Of course, most people now recognize Summers’s warnings about inflation were fairly prescient. But it was also relatively clear at the time that Summers, regardless of whether he was right or wrong, was not trying to sandbag the Biden administration. Even as he opposed Biden’s jobs plan, he argued in favor of his much larger (and, given its permanence, significant) social legislation. Summers supported the full-size version of Build Back Better. He privately lobbied Joe Manchin to revive negotiations on a shrunken version, and after Manchin made his deal, Summers appeared on television to argue the plan would reduce, rather than aggravate, inflation.

There are a few lessons here that everybody could take from this episode, but that apply with special force to the left:

(1) Intellectual humility can be a virtue. Some questions have fairly clear answers, but progressives have gotten overinvested in the notion that every political question has an undeniably correct answer. You saw this during the pandemic, when progressives began applying the label “deniers” not only to people who questioned the vaccine (which was kooky) but to people who questioned the cost-benefit value of any public-health intervention.

○ ○ ○ ○ ○ ○ ○

== Task instructions ==
1. Retype the Summers excerpt, starting with "(1) Intellectual humility" and going on through "any public-health intervention.".
2. In the Summers excerpt, what did Summers privately lobby Joe Manchin to do?
3. According to the Summers excerpt, why was it relatively clear at the time that Summers was not trying to sandbag the Biden administration?
The listing isn't needed for this work.

○ ○ ○ ○ ○ ○ ○

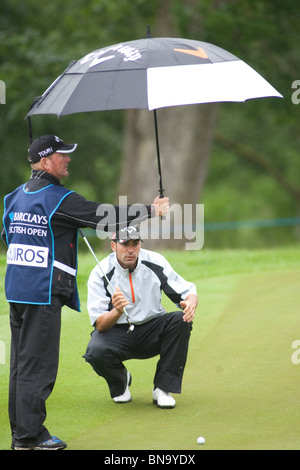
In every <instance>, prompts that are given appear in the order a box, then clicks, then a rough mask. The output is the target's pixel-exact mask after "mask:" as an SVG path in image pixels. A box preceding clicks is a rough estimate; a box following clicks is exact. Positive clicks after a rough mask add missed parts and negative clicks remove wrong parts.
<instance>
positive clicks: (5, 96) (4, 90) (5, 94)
mask: <svg viewBox="0 0 300 470" xmlns="http://www.w3.org/2000/svg"><path fill="white" fill-rule="evenodd" d="M0 104H6V85H5V82H3V80H0Z"/></svg>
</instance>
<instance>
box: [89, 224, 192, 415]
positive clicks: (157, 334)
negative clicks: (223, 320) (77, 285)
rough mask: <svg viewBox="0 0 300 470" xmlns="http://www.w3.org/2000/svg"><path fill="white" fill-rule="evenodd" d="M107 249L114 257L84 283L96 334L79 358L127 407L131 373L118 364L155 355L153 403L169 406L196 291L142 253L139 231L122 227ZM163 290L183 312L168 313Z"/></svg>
mask: <svg viewBox="0 0 300 470" xmlns="http://www.w3.org/2000/svg"><path fill="white" fill-rule="evenodd" d="M111 247H112V250H113V253H111V254H110V255H109V256H108V257H107V258H105V259H104V260H103V261H102V262H101V267H102V269H103V272H102V271H101V270H100V268H99V266H96V267H95V268H94V269H93V271H92V272H91V275H90V278H89V281H88V310H89V315H90V319H91V323H92V325H93V326H95V330H94V332H93V333H92V335H91V339H90V342H89V344H88V346H87V351H86V354H85V355H84V356H83V357H84V358H85V360H86V361H87V362H89V363H90V364H91V366H92V367H93V369H94V370H95V372H96V373H97V374H98V375H99V376H101V377H104V379H105V380H106V381H107V384H108V386H109V390H110V395H111V397H112V398H113V400H114V401H115V402H116V403H127V402H130V401H131V399H132V397H131V394H130V391H129V386H130V384H131V375H130V373H129V372H128V371H127V370H126V368H125V366H124V365H123V361H126V360H128V359H147V358H150V357H154V356H157V355H159V356H160V358H159V361H158V363H157V368H156V373H155V377H154V389H153V392H152V397H153V403H154V404H157V406H158V407H160V408H174V407H175V404H176V402H175V400H174V398H173V397H172V396H171V395H170V392H173V393H181V384H182V377H183V371H184V367H185V364H186V359H187V353H188V344H189V339H190V333H191V330H192V321H193V319H194V316H195V310H196V307H197V303H198V299H197V292H196V288H195V286H194V284H192V283H190V282H187V281H185V280H184V279H183V278H182V277H181V276H179V275H178V274H177V273H176V272H175V271H174V270H173V269H172V267H171V266H170V264H169V263H168V262H167V260H166V259H165V258H164V257H163V256H161V255H160V254H158V253H155V252H153V251H148V250H144V249H141V239H140V234H139V230H138V228H135V227H128V228H125V229H122V230H121V231H120V232H119V233H118V234H116V235H114V236H113V240H112V242H111ZM103 273H105V274H106V277H107V279H108V280H109V281H110V285H109V284H108V282H107V279H106V278H105V276H103ZM111 286H112V287H114V289H115V293H113V292H112V291H111ZM162 291H164V292H165V294H166V295H167V296H168V297H169V298H170V299H171V300H172V301H173V302H174V303H175V304H177V306H178V307H181V308H182V310H183V311H182V310H179V309H178V310H177V311H175V312H172V313H167V312H166V311H165V309H164V308H163V307H162V305H161V297H162ZM124 308H126V312H127V314H128V316H129V319H130V322H131V323H132V324H133V325H134V330H133V331H132V332H127V331H128V323H127V320H126V316H125V314H124Z"/></svg>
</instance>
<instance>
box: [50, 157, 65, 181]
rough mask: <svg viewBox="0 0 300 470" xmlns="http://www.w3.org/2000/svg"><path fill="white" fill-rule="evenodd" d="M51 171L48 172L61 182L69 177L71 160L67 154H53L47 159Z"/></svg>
mask: <svg viewBox="0 0 300 470" xmlns="http://www.w3.org/2000/svg"><path fill="white" fill-rule="evenodd" d="M47 160H48V166H49V169H48V170H47V171H48V172H49V173H51V175H53V176H56V178H58V179H59V180H61V179H63V178H66V176H69V171H68V165H69V163H70V161H71V158H70V157H69V155H68V154H67V153H57V152H56V153H53V154H52V155H50V157H47Z"/></svg>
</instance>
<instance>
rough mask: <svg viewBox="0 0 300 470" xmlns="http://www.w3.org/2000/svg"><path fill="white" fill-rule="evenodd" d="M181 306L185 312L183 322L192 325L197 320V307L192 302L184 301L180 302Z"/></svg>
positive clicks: (183, 318)
mask: <svg viewBox="0 0 300 470" xmlns="http://www.w3.org/2000/svg"><path fill="white" fill-rule="evenodd" d="M180 306H181V307H182V308H183V309H184V310H183V321H185V322H187V323H190V322H191V321H193V320H194V318H195V313H196V307H197V305H196V304H195V302H193V301H192V300H183V301H182V302H180Z"/></svg>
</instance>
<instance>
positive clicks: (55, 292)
mask: <svg viewBox="0 0 300 470" xmlns="http://www.w3.org/2000/svg"><path fill="white" fill-rule="evenodd" d="M76 147H77V144H65V143H64V142H63V141H62V140H61V139H60V138H59V137H57V136H54V135H45V136H42V137H39V138H37V139H36V140H35V141H34V142H33V143H32V145H31V146H30V148H29V151H28V152H29V162H30V164H31V168H32V174H31V178H30V179H29V180H28V181H27V182H26V183H25V184H23V185H21V186H20V187H18V188H17V189H15V190H14V191H13V192H12V193H10V194H8V195H7V196H6V197H5V201H4V216H3V230H2V238H3V240H4V241H5V243H6V244H7V246H8V250H7V271H6V278H5V293H6V298H7V300H8V302H9V306H10V325H11V364H10V384H9V419H10V424H11V432H12V448H13V449H16V450H23V449H63V448H65V447H66V443H65V442H64V441H62V440H61V439H59V438H57V437H55V436H52V435H51V434H50V433H49V431H48V430H47V429H46V427H45V426H44V424H43V423H44V420H45V418H46V407H45V402H46V400H47V398H48V397H49V395H50V394H51V392H52V389H53V387H54V383H55V380H56V375H57V368H58V358H59V339H60V325H61V308H62V306H63V305H68V306H69V307H70V308H73V309H75V310H80V303H79V297H78V291H77V286H76V274H77V236H78V229H79V228H83V227H91V228H96V227H98V228H102V229H103V230H118V229H120V228H121V227H122V223H123V224H125V225H128V224H129V223H131V222H133V221H135V222H139V219H141V220H140V221H142V220H146V219H147V218H150V217H154V216H155V215H164V214H166V213H167V212H168V207H169V200H168V198H163V199H162V198H159V197H157V198H156V199H155V200H154V202H153V204H152V205H148V206H143V205H141V204H140V205H139V204H135V205H134V208H133V207H131V206H128V207H127V210H126V208H122V211H121V208H119V207H115V218H113V219H112V220H110V221H108V219H107V217H105V226H103V227H102V226H101V224H102V220H103V222H104V217H103V216H98V215H97V214H99V213H102V214H104V213H105V210H100V211H98V209H99V204H98V203H97V202H93V201H87V200H86V199H85V198H84V197H83V196H81V195H79V194H77V193H76V192H74V191H69V190H68V189H67V188H65V187H64V186H63V185H62V184H61V180H62V179H64V178H65V177H67V176H68V175H69V169H68V165H69V163H70V161H71V158H70V155H71V154H72V153H73V152H74V151H75V150H76ZM130 207H131V211H130ZM100 208H101V207H100ZM103 208H105V205H103ZM103 208H102V209H103ZM124 210H125V213H127V217H126V220H123V221H122V220H121V219H120V217H119V215H120V214H121V213H122V214H123V213H124ZM109 213H110V214H112V212H111V211H110V212H109ZM128 214H132V215H131V216H129V215H128ZM139 214H142V216H141V217H140V216H139ZM107 224H108V226H107Z"/></svg>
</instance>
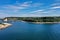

○ ○ ○ ○ ○ ○ ○

== List of solutions ==
1.
(1) Intellectual humility can be a virtue. Some questions have fairly clear answers, but progressives have gotten overinvested in the notion that every political question has an undeniably correct answer. You saw this during the pandemic, when progressives began applying the label “deniers” not only to people who questioned the vaccine (which was kooky) but to people who questioned the cost-benefit value of any public-health intervention.

2. He lobbied Manchin to revive negotiations on a shrunken version of Build Back Better.

3. Even as he opposed Biden's jobs plan, Summers argued for the much larger social legislation and supported the full-size Build Back Better. He also privately lobbied Manchin to revive talks on a smaller version, and after Manchin's deal he argued on television that the plan would reduce inflation.